- **TEXT TO READ**:
────────

Check out her TedX Atlanta talk here:

It was Teresa’s research on creativity in this book and her earlier work that really captured my interest. As a designer, I’m constantly being asked by clients to find ways to increase collaboration in order foster organizational innovation.  Foosball tables, bean bag chairs and open spaces may look cool, but what does the research say actually fosters individual and team creativity and productivity?  Read on for Teresa’s thoughts on this and links to her research and talks.

LS: You study creativity and are one of the world’s most prominent researchers on creativity at work.  Can you share any findings on how the physical work environment can best facilitate creativity?

Teresa Amabile: I really have not studied the physical work environment specifically.  Interestingly, when I’ve done broad open ended studies of people trying to be creative in organizations, I ask them to describe a highly creative event from their recent work experience where they or their team did something highly creative and then contrast that with an uncreative event or project where they needed creative ideas and it just didn’t just come together.  People talk about a lot of things when they describe these instances, and rarely do they mention the physical environment they are working in.  There could be a many reasons for that.  And frankly, there is not a lot of research looking at creativity and the physical environment.  But would you like me to do some speculation?

LS: I would love it.  And I totally support your findings that research on the built environment is lacking!  This is something I’m committed to changing, but please, speculate away.

TA: When I have read accounts of creative incidents or projects, I have found a huge variety in the environmental settings in which they occurred.  There is a very interesting book that was put out several years ago by Warren Bennis – a professor at the University of Southern California, considered a guru of leadership and management – called Organizing Genius:  The Secrets of Creative Collaboration.  Bennis’ book describes six very creative, innovative incidents in the U.S. during the 20th century, and each took place in very different physical environments.

One of the incidents he describes was the creation of the original Apple Macintosh. Steve Jobs and his team were in a special building that wasn’t architecturally exciting, the way Bennis described it.  Another one of his stories is about Walt Disney and the team he put together for the project to create Snow White, which was a breakthrough in cinema – it was the first feature length animated film.  It was a huge success and it really started an industry.  Those people were working out of an old warehouse.  Bennis talks about the Manhattan Project, where people were working underground in a bunker that had been built into the side of a mountain.  Obviously enormously creative and innovative work took place there.  There are also countless stories about people building new businesses in their garages.  Hewlett and Packard, for example, literally started their business in a garage.  So I can think of a lot of examples of high-level creativity that was done under very difficult physical circumstances.  Clearly a “creative environment” is not necessary for creativity to happen.  I think it can be help though.

────────

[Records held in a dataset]
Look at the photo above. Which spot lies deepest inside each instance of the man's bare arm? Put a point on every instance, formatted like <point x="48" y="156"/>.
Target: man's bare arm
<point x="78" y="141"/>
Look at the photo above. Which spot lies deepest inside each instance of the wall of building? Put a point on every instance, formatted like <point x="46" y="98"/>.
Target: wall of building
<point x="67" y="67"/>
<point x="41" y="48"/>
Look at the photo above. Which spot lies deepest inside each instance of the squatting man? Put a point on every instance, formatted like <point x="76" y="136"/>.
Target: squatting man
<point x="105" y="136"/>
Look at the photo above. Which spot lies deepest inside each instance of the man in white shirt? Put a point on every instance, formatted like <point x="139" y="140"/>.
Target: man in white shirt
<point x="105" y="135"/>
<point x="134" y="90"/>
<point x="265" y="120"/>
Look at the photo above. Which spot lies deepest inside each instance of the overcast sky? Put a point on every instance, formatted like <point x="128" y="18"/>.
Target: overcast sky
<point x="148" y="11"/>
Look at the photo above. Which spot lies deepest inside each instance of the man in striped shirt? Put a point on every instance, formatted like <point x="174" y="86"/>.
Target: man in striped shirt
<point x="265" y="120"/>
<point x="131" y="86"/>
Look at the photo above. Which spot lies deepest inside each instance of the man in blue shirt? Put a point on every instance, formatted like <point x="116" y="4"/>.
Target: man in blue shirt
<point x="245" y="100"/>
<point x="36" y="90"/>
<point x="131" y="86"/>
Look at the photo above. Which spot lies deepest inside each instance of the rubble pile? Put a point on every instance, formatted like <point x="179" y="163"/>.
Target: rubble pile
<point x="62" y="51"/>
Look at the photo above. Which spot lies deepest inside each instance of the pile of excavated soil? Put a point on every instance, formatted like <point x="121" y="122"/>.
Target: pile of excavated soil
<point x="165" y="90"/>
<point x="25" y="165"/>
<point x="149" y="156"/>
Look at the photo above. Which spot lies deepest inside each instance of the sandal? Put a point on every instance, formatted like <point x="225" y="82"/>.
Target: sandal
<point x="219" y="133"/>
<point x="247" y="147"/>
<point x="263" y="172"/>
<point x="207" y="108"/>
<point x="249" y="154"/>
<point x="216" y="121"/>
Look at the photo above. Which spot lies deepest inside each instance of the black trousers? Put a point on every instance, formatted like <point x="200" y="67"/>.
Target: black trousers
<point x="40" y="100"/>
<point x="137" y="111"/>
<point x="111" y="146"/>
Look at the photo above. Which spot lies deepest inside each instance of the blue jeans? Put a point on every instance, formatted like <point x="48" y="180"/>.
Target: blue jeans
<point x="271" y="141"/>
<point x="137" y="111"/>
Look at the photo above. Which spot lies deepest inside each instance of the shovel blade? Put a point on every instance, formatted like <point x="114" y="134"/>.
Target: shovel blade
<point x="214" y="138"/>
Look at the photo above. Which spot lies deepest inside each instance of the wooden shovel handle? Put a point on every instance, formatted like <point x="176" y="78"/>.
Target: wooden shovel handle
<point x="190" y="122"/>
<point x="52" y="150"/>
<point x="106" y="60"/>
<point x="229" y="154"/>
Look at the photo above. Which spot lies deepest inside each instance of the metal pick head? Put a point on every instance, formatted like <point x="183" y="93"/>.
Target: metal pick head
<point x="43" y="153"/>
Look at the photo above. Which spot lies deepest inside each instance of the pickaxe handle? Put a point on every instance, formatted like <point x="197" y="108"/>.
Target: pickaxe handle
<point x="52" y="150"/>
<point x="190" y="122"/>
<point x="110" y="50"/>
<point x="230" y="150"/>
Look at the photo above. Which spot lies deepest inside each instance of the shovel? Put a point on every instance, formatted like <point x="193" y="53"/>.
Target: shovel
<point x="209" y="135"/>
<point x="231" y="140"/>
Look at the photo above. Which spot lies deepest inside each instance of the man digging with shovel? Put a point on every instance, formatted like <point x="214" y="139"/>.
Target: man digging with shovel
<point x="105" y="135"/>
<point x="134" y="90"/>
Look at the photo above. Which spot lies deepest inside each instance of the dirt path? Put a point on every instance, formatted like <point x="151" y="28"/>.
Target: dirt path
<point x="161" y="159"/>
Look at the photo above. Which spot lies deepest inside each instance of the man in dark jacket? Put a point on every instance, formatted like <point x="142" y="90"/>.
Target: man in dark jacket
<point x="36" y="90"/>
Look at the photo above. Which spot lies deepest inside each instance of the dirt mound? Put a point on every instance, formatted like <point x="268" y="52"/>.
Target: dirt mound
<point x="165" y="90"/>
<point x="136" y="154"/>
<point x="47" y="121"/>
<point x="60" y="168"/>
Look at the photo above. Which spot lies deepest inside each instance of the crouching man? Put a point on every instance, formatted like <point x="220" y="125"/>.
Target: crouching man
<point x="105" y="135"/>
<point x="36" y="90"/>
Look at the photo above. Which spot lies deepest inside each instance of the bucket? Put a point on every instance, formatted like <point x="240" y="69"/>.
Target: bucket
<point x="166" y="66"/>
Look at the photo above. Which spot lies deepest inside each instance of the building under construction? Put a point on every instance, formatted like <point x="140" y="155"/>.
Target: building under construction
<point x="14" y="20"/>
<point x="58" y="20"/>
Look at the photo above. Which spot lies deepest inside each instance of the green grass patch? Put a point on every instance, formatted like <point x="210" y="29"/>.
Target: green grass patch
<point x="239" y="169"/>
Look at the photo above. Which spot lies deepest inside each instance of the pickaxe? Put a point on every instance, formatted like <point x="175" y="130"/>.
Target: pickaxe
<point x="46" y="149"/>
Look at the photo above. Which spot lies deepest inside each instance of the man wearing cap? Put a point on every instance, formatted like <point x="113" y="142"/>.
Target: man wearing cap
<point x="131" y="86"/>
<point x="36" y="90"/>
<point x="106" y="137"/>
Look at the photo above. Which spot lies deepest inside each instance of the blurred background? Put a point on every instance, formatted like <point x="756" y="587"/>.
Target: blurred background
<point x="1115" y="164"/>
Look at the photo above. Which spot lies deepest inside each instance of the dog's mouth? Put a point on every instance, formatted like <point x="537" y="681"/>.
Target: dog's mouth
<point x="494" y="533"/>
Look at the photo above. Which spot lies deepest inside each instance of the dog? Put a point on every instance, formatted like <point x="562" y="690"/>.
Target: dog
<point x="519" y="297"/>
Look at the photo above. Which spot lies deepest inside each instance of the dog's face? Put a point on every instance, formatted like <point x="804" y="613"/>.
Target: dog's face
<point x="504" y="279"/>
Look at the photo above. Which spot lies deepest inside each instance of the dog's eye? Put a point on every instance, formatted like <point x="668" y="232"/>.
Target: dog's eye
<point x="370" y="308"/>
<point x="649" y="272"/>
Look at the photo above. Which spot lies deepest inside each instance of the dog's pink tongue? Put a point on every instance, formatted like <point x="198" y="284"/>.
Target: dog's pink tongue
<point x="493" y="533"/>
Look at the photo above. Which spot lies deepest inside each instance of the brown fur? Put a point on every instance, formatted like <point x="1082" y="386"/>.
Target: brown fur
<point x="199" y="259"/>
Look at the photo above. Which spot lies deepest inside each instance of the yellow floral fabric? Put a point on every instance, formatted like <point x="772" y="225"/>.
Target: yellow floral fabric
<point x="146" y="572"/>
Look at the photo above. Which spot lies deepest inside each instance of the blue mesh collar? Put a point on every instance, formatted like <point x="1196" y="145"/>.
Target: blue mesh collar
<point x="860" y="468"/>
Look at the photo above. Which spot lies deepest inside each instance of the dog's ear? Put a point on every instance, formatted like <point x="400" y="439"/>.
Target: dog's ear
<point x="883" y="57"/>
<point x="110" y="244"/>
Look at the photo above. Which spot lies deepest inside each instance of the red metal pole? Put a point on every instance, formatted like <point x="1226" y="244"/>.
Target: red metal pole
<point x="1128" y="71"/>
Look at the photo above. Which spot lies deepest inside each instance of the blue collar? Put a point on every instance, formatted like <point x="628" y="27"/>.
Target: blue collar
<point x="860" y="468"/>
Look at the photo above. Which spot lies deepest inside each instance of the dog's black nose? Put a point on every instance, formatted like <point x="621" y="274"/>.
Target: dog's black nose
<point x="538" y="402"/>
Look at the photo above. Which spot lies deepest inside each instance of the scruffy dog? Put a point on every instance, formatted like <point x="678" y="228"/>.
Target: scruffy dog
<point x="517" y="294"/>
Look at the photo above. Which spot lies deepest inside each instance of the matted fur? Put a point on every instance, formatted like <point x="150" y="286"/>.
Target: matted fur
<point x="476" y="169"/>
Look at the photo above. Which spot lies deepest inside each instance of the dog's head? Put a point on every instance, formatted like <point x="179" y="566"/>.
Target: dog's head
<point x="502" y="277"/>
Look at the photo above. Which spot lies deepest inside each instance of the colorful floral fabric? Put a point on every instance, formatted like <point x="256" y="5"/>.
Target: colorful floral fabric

────────

- **SHORT TASK**:
Set down everything from "Check out her" down to "research and talks." in the creativity interview above, copied word for word.

- **OUTPUT OF THE TASK**:
Check out her TedX Atlanta talk here:

It was Teresa’s research on creativity in this book and her earlier work that really captured my interest. As a designer, I’m constantly being asked by clients to find ways to increase collaboration in order foster organizational innovation.  Foosball tables, bean bag chairs and open spaces may look cool, but what does the research say actually fosters individual and team creativity and productivity?  Read on for Teresa’s thoughts on this and links to her research and talks.